**Given problem:**
Format the listing below as a numbered list, leaving out any blank lines.

--- START ---

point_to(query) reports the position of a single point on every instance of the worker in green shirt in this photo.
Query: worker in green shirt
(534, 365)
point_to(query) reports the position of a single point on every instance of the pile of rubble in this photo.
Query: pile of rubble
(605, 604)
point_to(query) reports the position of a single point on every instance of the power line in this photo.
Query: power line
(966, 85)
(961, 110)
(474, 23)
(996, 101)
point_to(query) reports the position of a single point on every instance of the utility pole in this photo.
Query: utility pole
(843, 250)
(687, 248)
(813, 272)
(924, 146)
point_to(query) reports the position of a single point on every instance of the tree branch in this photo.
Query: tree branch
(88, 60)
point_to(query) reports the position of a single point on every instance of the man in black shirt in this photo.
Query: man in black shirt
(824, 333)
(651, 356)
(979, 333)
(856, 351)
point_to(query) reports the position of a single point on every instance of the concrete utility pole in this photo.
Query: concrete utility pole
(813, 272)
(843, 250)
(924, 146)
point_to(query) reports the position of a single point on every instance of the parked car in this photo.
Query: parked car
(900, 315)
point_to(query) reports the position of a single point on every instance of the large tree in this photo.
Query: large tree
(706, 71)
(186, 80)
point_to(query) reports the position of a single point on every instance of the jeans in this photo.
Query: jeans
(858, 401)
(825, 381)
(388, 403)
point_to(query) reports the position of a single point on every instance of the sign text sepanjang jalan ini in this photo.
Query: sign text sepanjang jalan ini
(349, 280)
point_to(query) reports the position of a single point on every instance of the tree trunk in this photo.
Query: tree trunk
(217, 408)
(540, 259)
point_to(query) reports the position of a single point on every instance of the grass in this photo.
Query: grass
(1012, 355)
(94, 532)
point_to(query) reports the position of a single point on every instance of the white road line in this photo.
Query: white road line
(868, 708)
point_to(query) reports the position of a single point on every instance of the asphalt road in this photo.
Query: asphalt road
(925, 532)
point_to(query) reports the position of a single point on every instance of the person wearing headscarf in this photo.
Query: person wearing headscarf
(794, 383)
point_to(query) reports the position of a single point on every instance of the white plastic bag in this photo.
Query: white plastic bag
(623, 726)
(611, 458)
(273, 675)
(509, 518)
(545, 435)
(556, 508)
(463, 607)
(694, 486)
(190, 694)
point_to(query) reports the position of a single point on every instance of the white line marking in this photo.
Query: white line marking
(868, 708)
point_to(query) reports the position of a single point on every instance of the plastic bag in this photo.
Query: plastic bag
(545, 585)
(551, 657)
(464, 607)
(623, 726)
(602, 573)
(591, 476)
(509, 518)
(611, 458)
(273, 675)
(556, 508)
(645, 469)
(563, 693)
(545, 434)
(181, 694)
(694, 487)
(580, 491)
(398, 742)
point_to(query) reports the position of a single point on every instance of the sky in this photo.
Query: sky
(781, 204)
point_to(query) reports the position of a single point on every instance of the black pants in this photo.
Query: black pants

--- END ---

**Solution for this problem:**
1. point_to(query) reports the position of a single point on every instance of the worker in green shirt in this photo.
2. Query: worker in green shirt
3. (534, 365)
4. point_to(query) reports the position of a single point on every instance of the pile of rubble in this photo.
5. Query: pile of rubble
6. (605, 604)
7. point_to(query) reports the position of a single point on every instance of the power line in this photo.
8. Query: power line
9. (966, 85)
10. (961, 110)
11. (474, 23)
12. (996, 101)
13. point_to(query) reports the position of a single point on every instance of the utility pole in this photo.
14. Query: utility pole
15. (843, 250)
16. (687, 248)
17. (813, 272)
18. (924, 146)
19. point_to(query) reports the position of a single point on every instance of the tree branch in this photo.
20. Query: tree branch
21. (88, 60)
22. point_to(query) reports the position of a single point on every instance of the man in black shirt in this photo.
23. Query: man in black shirt
24. (824, 333)
25. (651, 356)
26. (979, 333)
27. (856, 351)
28. point_to(query) reports the position of a single point on every instance of the concrete utility pole in this photo.
29. Query: concrete utility pole
30. (813, 272)
31. (843, 250)
32. (924, 146)
33. point_to(query) reports the position of a single point on every instance of the parked car in this photo.
34. Query: parked car
35. (900, 315)
36. point_to(query) reports the position of a single point on every instance of the large tree in this photo.
37. Query: large tree
38. (706, 71)
39. (186, 80)
40. point_to(query) reports the position of a single point on every instance of the jeans in this photo.
41. Query: jeans
42. (858, 401)
43. (825, 381)
44. (388, 403)
45. point_to(query) reports the position of a single point on every instance of the sign text sepanjang jalan ini in this photo.
46. Query: sign text sepanjang jalan ini
47. (349, 280)
48. point_to(query) reports the position of a single point on every instance of the tree trunk in this photo.
49. Query: tree trunk
50. (217, 408)
51. (540, 259)
52. point_to(query) reports the position of a single point on every instance of the grass in this photo.
53. Query: grass
54. (1012, 355)
55. (94, 532)
56. point_to(query) reports the position of a single point on every instance of the white road line in this photo.
57. Query: white road line
58. (868, 708)
59. point_to(query) reports the position of a single point on every instance of the asphalt road in this photo.
60. Query: asphalt road
61. (925, 532)
62. point_to(query) reports the position of a single point on every instance of the person wearing headscarf in this photo.
63. Query: person wearing headscarf
64. (794, 383)
65. point_to(query) reports the position of a single point on every instance of the white plastic bag in this photo.
66. Query: white plastic bag
67. (623, 726)
68. (611, 458)
69. (273, 675)
70. (509, 518)
71. (545, 435)
72. (556, 508)
73. (463, 607)
74. (694, 486)
75. (190, 694)
76. point_to(query) reports the position of a single point on every instance of the white line marking in this photo.
77. Query: white line marking
78. (868, 708)
79. point_to(query) reports the position of a single point on every instance of the plastic bag in this photo.
80. Query: plastic bag
81. (545, 585)
82. (551, 657)
83. (464, 607)
84. (623, 726)
85. (602, 573)
86. (591, 476)
87. (509, 518)
88. (611, 458)
89. (273, 675)
90. (556, 508)
91. (645, 469)
92. (563, 693)
93. (545, 434)
94. (181, 694)
95. (694, 487)
96. (580, 491)
97. (398, 742)
98. point_to(query) reports the position of a single point on every instance of the sky in this photo.
99. Query: sky
100. (781, 204)
101. point_to(query) reports the position of a single point on every instance of the black pants in this photo.
102. Query: black pants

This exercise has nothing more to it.